Exercise objective =
The expected output is each line in the data below that includes the string "Spot".

-- Data listing follows --

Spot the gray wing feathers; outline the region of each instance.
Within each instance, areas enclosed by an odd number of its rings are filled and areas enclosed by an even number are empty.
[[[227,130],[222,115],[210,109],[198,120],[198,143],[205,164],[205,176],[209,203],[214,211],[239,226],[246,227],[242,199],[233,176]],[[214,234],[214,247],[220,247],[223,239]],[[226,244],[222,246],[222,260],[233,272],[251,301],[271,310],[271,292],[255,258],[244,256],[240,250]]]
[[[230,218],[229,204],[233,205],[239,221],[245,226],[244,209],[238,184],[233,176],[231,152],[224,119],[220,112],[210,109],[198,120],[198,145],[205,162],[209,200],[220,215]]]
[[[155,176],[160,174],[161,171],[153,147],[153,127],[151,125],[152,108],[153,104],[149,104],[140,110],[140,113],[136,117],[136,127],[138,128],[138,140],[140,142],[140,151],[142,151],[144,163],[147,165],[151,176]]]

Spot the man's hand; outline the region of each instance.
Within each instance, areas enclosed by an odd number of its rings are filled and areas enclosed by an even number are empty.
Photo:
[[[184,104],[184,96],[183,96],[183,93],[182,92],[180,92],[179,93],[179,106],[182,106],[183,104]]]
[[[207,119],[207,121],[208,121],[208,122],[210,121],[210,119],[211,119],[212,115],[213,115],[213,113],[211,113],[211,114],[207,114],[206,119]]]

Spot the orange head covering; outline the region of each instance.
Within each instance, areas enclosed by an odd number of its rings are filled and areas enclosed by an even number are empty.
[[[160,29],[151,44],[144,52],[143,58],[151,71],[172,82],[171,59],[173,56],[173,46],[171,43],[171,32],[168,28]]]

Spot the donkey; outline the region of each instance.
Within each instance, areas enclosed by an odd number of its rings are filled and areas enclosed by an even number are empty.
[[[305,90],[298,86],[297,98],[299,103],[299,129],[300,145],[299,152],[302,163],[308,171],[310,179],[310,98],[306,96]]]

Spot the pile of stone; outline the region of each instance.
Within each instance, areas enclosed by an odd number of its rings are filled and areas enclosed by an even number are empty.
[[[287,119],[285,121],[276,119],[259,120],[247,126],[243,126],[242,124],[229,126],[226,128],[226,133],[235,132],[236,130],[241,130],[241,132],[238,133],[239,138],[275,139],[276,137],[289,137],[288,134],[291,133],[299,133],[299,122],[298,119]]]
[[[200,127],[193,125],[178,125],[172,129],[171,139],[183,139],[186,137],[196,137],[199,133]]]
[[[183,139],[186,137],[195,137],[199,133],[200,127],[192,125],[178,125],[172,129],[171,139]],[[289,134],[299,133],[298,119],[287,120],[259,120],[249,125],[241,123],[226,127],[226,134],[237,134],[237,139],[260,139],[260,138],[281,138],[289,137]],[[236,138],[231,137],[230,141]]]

-- Data listing concluded --

Response =
Spot the gray wing feathers; outline the region of each instance.
Spot the man's hand; outline the region of each instance.
Spot the orange head covering; outline the region of each instance.
Spot the donkey; outline the region of each instance.
Spot the pile of stone; outline the region of each instance.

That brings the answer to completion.